[Work to complete]: Show each line of the items below that contains the string "tree". Case counts.

___

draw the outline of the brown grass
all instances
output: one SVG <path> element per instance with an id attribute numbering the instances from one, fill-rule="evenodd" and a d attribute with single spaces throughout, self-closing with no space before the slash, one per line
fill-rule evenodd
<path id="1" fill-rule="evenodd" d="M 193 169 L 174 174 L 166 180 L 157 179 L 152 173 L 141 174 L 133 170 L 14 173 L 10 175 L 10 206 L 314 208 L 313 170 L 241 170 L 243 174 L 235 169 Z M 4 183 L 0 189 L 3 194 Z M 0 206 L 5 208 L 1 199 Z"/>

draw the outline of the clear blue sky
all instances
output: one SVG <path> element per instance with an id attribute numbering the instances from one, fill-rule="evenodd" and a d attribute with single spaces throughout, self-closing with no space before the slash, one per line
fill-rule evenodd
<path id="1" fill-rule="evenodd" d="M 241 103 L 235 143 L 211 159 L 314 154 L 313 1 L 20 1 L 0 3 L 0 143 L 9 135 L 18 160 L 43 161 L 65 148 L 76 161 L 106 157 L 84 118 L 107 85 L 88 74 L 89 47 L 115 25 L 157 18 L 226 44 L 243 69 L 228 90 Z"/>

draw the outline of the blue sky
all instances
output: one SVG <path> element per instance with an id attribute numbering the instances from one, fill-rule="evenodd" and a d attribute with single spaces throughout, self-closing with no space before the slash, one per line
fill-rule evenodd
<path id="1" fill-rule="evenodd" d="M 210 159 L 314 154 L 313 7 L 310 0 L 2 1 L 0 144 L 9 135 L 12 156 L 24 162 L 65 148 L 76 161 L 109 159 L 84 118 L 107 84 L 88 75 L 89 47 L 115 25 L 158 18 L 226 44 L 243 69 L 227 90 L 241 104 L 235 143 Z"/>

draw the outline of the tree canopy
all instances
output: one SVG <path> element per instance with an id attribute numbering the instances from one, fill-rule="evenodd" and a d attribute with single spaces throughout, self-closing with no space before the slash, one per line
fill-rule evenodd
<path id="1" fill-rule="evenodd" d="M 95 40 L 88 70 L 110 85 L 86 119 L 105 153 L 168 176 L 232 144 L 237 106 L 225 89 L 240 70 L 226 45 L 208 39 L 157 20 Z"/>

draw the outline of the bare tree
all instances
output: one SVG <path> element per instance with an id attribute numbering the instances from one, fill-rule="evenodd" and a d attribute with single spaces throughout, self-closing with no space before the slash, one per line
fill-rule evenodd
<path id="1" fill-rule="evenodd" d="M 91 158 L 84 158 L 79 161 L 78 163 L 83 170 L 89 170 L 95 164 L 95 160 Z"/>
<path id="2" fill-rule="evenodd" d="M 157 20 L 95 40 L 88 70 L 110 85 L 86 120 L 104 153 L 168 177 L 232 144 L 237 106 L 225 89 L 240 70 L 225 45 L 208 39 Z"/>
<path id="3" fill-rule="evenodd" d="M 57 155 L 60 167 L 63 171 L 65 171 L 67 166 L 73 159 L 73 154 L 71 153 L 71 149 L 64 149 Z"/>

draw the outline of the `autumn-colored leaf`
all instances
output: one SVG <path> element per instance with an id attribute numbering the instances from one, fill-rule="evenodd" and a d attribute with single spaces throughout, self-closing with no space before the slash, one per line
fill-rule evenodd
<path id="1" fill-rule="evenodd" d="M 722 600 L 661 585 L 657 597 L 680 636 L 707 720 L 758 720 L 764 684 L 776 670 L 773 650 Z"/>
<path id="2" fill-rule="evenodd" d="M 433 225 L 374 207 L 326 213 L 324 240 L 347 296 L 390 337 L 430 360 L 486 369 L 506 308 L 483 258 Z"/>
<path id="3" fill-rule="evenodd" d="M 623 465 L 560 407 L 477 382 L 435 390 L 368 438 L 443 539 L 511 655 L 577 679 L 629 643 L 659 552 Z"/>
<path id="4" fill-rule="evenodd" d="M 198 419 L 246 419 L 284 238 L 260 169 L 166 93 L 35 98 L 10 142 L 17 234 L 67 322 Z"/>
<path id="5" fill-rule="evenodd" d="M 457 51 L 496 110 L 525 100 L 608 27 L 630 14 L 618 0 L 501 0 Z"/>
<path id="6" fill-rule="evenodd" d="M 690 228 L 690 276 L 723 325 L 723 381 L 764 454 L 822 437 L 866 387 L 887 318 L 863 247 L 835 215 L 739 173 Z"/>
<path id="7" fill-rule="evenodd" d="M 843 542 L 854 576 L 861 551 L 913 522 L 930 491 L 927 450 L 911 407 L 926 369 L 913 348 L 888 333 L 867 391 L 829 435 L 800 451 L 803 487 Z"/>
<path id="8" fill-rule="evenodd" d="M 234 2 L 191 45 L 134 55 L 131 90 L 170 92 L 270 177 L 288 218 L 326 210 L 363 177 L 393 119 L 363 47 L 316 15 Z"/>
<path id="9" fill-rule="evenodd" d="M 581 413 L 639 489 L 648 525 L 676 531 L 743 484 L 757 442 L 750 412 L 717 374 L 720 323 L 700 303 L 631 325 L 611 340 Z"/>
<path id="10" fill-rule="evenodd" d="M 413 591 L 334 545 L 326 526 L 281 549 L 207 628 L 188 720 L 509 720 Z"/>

___

[Response to this exercise]:
draw the outline of the tree canopy
draw the outline of the bare tree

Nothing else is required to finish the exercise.